• _Assignment_
Reproduce the data below verbatim from the line containing "Please annotate this frame for all instances of ear." through its final line, and produce nothing more.

☆ ☆ ☆ ☆

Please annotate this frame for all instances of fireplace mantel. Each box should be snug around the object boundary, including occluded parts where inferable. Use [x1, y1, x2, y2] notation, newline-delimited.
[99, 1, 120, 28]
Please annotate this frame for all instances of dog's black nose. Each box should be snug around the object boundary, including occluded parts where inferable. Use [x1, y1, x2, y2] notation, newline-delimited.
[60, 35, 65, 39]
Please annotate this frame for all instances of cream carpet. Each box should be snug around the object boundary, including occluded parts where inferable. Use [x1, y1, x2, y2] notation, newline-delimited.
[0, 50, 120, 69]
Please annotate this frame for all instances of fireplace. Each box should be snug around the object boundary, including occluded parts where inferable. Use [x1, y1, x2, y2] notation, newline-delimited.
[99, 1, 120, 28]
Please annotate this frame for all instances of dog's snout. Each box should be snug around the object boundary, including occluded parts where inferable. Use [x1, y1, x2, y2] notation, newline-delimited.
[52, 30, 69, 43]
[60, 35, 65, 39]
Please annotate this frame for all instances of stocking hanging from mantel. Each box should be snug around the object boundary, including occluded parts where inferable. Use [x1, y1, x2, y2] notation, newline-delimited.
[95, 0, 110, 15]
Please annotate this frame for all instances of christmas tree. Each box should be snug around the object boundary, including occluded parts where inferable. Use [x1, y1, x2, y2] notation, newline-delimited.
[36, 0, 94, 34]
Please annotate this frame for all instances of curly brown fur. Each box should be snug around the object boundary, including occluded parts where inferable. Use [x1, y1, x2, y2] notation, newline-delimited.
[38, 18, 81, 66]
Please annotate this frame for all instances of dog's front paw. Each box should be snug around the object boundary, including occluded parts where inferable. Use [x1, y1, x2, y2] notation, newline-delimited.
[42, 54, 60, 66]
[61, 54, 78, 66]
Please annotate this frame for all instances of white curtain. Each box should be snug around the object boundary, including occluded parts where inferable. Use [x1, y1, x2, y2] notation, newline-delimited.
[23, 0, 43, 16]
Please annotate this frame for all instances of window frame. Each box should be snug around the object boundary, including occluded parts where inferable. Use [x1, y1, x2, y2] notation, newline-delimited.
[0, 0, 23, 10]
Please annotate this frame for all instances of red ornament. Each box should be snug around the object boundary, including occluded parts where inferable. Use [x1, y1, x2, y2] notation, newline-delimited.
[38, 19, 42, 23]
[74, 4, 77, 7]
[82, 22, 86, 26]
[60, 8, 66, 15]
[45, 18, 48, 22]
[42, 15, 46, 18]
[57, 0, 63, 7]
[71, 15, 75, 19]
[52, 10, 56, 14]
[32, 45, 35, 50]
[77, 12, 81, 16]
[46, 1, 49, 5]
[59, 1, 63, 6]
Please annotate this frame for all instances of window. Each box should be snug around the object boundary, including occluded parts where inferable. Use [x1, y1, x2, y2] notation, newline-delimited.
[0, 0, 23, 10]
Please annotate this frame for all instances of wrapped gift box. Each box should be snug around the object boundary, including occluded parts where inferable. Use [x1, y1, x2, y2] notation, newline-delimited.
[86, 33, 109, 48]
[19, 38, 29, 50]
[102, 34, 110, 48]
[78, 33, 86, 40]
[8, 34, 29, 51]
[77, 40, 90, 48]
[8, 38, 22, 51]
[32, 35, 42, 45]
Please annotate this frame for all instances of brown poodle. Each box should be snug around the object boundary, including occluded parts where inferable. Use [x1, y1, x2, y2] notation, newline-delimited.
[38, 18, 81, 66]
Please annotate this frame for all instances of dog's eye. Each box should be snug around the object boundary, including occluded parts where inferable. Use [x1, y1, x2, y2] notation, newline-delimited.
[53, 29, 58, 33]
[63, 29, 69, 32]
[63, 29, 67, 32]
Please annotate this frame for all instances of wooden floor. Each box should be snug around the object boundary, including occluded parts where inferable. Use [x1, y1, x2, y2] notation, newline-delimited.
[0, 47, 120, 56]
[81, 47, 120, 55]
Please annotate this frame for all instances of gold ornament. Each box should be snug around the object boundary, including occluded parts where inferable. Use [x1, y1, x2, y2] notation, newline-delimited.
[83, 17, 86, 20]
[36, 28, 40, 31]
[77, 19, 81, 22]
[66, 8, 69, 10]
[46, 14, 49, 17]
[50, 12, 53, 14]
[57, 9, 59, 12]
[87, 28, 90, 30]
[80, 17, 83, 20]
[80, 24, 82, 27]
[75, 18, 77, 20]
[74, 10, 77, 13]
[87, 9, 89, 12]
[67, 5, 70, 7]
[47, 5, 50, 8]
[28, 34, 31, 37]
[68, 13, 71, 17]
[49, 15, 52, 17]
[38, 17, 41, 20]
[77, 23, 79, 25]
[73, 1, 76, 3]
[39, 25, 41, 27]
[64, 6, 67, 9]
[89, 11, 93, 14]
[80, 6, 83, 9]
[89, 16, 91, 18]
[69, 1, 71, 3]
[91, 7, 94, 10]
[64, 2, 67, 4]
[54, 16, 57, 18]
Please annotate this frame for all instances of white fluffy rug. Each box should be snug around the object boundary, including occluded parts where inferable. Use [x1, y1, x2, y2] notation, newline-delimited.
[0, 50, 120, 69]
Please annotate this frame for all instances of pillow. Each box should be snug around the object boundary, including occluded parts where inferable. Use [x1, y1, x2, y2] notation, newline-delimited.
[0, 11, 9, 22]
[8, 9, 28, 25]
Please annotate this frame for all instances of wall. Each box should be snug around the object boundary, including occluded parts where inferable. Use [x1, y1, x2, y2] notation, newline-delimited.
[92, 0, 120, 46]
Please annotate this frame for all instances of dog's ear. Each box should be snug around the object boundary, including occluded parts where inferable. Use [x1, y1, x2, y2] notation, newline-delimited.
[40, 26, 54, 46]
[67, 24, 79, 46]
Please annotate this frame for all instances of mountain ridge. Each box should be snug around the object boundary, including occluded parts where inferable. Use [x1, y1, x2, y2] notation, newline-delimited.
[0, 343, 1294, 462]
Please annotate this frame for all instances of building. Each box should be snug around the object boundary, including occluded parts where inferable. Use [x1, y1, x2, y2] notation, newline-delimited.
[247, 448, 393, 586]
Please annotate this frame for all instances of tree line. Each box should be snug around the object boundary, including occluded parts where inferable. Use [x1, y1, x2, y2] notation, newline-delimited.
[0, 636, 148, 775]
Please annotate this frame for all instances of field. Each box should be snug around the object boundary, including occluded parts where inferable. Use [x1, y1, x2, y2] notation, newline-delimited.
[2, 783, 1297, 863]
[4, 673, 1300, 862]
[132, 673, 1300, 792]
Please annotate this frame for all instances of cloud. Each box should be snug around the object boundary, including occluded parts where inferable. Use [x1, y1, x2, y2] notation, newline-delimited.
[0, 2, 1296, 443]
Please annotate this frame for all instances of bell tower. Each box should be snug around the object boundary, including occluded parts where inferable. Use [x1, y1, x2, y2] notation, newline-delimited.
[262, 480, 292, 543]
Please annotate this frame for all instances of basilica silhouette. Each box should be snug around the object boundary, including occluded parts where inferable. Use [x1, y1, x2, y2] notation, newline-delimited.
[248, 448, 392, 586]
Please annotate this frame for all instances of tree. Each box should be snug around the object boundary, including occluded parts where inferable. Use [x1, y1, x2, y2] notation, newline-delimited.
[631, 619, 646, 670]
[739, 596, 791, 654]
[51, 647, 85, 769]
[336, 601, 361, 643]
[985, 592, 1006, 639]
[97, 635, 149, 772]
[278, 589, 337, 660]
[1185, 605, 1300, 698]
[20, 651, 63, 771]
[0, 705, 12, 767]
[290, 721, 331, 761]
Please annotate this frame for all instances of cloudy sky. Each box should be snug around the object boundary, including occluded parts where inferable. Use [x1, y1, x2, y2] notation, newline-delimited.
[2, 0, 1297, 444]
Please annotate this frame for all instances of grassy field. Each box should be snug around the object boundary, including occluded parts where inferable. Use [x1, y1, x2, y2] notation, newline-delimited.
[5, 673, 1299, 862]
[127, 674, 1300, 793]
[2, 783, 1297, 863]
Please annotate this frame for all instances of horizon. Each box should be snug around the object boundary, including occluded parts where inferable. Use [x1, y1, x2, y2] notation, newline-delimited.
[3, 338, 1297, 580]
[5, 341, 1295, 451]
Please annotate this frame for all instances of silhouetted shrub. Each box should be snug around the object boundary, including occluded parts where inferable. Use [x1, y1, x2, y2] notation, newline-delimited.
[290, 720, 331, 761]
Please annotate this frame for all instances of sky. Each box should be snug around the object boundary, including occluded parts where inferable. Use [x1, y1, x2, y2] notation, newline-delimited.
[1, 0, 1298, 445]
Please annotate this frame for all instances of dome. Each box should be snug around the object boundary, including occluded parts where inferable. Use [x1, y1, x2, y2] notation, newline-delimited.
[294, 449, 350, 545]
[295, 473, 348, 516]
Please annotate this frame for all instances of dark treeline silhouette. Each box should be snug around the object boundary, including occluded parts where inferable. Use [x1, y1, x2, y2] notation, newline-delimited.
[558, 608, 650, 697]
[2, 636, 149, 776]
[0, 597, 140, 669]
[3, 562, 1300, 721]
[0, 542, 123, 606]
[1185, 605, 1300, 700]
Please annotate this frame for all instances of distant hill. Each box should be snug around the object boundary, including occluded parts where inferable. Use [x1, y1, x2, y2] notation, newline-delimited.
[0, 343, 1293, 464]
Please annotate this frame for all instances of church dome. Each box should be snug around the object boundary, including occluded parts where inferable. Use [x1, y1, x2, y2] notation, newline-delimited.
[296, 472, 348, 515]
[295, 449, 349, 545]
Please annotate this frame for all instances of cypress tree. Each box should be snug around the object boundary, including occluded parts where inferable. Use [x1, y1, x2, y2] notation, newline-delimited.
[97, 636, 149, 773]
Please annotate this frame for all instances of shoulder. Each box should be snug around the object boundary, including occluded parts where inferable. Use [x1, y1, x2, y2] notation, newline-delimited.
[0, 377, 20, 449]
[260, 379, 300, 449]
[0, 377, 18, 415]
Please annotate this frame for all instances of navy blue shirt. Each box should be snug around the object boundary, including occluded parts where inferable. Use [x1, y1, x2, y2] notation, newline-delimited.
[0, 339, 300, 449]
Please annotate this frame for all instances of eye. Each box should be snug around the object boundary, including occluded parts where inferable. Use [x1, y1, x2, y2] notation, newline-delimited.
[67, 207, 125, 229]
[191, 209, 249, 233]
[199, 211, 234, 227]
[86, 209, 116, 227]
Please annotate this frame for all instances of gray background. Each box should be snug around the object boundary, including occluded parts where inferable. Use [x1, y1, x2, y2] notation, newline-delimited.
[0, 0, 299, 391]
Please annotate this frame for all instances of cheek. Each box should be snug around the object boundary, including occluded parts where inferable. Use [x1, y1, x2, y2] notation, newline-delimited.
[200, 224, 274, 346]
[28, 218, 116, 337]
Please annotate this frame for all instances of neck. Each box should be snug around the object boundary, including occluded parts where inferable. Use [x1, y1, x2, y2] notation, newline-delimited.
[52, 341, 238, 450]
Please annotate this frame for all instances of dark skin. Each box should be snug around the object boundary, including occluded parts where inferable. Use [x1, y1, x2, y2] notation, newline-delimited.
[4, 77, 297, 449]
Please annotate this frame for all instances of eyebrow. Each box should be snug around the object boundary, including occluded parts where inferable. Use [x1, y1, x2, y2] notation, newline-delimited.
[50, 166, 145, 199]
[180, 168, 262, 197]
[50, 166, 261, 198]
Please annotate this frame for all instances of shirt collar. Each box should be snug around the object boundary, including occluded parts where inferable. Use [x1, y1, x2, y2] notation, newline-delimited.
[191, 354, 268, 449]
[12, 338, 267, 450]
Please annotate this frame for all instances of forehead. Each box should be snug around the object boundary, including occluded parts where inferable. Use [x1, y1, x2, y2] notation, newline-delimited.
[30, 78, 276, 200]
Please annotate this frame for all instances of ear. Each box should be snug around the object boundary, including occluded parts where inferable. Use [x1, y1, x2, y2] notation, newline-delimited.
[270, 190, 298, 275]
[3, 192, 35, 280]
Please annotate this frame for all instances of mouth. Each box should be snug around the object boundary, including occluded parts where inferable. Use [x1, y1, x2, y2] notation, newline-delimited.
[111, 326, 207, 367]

☆ ☆ ☆ ☆

• _Exercise answer_
Please annotate this frame for all instances of ear. Each box should be snug around the object boundary, including occluded parts where inferable. Use [x1, y1, x2, y2] notation, newline-delimited.
[270, 190, 298, 275]
[3, 192, 35, 280]
Please annotate this frame for all instances of mouth. Each box should be snug around the object boundary, including occluded parts where inferable. Use [x1, y1, x2, y2] notation, newline-delimited.
[111, 326, 207, 367]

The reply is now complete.